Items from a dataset
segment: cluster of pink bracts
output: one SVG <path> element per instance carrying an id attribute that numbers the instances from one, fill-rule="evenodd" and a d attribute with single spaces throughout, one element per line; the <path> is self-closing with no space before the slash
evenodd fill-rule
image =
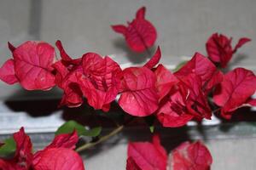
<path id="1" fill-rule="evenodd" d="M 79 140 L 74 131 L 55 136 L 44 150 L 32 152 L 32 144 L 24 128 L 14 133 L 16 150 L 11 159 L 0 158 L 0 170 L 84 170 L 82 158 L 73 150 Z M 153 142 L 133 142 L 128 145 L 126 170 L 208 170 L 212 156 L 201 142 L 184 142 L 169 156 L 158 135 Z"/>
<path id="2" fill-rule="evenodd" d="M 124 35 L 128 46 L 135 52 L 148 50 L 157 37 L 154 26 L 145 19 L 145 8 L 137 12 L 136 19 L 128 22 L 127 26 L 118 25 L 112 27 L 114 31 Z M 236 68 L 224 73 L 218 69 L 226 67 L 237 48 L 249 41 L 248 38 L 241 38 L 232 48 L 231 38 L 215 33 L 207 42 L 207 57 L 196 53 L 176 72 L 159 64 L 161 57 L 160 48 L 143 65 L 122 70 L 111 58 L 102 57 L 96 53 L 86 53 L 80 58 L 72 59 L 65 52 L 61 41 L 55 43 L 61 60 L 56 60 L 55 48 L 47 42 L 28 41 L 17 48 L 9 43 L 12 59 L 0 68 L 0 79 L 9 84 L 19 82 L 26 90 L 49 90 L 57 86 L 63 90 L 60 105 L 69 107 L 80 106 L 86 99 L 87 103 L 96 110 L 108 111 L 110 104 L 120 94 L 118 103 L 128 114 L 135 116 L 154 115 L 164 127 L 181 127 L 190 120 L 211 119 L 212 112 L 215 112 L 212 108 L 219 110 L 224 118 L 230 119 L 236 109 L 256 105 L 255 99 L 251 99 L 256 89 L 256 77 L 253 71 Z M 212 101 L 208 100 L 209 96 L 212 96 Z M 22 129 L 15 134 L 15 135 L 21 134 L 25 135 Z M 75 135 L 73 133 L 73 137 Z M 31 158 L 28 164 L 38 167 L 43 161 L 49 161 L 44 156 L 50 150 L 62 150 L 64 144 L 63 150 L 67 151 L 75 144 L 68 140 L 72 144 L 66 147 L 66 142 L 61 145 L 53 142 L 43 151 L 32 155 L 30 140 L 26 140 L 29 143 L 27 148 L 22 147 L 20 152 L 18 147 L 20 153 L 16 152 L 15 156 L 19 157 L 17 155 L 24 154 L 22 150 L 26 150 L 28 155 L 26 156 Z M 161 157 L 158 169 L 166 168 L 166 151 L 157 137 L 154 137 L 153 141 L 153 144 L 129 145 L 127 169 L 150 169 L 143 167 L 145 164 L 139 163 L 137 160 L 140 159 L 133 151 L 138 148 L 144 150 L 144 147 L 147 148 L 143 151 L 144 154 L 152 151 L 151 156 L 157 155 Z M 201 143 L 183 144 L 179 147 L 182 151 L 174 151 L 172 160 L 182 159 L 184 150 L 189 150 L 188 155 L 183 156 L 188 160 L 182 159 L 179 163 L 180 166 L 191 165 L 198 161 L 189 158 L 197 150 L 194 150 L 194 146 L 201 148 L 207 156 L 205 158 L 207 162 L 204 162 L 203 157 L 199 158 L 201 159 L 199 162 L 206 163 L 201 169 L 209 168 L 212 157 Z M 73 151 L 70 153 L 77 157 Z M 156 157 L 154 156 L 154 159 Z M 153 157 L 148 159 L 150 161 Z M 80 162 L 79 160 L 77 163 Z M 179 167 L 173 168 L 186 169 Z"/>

---

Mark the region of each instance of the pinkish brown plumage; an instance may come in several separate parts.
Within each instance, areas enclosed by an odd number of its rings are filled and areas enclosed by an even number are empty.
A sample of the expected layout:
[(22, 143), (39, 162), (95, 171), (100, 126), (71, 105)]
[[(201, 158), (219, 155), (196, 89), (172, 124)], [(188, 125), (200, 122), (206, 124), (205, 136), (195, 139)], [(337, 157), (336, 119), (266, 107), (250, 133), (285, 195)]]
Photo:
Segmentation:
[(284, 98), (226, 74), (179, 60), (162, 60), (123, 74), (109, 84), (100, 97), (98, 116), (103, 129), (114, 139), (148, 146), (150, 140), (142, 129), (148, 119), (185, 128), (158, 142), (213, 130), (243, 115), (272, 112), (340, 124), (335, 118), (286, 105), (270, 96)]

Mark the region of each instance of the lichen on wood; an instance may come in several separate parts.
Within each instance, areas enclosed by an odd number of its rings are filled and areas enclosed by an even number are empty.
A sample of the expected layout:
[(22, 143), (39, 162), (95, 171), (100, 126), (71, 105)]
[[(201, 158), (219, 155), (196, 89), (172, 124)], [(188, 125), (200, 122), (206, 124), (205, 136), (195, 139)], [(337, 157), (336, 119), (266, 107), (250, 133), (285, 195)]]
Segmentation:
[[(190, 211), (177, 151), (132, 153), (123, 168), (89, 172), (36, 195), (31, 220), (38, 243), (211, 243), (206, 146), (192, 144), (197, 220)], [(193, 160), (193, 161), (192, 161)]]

*PROBLEM TO WORK ON*. Print, word for word, the rows from the line with "segment: cluster of pink bracts" through the line with "79 140 L 74", both included. Omit the pictures.

*EXERCISE ANSWER*.
segment: cluster of pink bracts
output: one SVG <path> element per instance carrying an id attribute that numbers the instances from one, fill-rule="evenodd" and a d attribute with single spaces throughout, one element per line; the <path> is self-closing with no space before the slash
evenodd fill-rule
image =
<path id="1" fill-rule="evenodd" d="M 79 140 L 74 131 L 55 136 L 44 150 L 32 152 L 32 144 L 24 128 L 14 133 L 16 150 L 11 159 L 0 158 L 0 170 L 84 170 L 82 158 L 73 150 Z M 153 142 L 133 142 L 128 145 L 126 170 L 208 170 L 212 156 L 201 142 L 184 142 L 169 156 L 158 135 Z"/>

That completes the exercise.